Birthday: September 5, 1774
German Artists & Painters
Died At Age: 65
Sun Sign: Virgo
Born Country: Germany
Born in: Greifswald, Germany
Famous as: Painter
father: Adolph Gottlieb Friedrich
mother: Sophie Dorothea Friedrich
Died on: May 7, 1840
place of death: Dresden, Germany
Cause of Death: Stroke
education: University of Greifswald, Royal Danish Academy of Fine Arts
Caspar David Friedrich was a German Romantic landscape painter, considered one of the leading figures of the German Romantic movement. Also counted as one of the most important artists of his generation, he is best known for his mid-period allegorical landscapes and seascapes that portray how humans are helpless against the forces of nature. Friedrich was born in the town of Greifswald on the Baltic coast in what was at the time known as Swedish Pomerania. He studied in Copenhagen before he settled in Dresden. He grew up during a period when the European society was growing increasingly disillusioned with materialism and gaining a new appreciation of spirituality. He studied at the Copenhagen Academy, which was one of the most progressive art schools of the time. His first important oil painting was ‘The Cross in the Mountains’, which was characterized by an overwhelming sense of stillness and isolation. Over the course of his career, Friedrich helped landscape painting become a major genre within western art. He has also inspired many other artists such as Arnold Bocklin and Johan Christian.

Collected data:
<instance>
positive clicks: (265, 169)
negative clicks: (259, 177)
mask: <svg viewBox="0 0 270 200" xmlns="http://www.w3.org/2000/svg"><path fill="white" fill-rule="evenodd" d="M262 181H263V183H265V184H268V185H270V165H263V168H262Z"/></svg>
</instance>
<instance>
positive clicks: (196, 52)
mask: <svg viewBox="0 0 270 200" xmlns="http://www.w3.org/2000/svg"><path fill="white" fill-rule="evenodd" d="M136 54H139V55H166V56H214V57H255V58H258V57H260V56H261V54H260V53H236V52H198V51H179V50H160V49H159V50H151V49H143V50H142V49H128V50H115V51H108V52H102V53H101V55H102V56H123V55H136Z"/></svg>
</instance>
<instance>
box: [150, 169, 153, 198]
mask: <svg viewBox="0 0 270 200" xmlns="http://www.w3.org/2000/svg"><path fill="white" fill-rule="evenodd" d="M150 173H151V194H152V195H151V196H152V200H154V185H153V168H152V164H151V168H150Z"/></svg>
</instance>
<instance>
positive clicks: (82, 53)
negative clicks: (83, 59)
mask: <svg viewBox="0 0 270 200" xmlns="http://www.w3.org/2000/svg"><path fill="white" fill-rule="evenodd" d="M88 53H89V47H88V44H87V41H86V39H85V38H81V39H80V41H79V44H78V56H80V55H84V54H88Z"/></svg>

Required work:
a – In the profile of Caspar David Friedrich, what was his first important oil painting?
b – Carry on the profile of Caspar David Friedrich, picking up after its final sentence.

Answers by item number:
a – 'The Cross in the Mountains'

b –
Childhood & Early Life
Caspar David Friedrich was born on 5th September 1774, in Greifswald, Swedish Pomerania, on the Baltic coast of Germany, into a strict Lutheran family. At an early age, he lost his mother and his two sisters. He also lost his brother, Johann, who, according to some sources, drowned while trying to rescue Caspar when he fell through the ice of a frozen lake.
Friedrich was educated by tutors when he was young. He started taking drawing lessons in 1790 from university professor Johann Gottfried Quistorp.
He enrolled at the Copenhagen Academy, where, in addition to pursuing his master’s degree, he also developed his lifelong interest in nature and landscape. He also became interested in spiritual and mystical poetry.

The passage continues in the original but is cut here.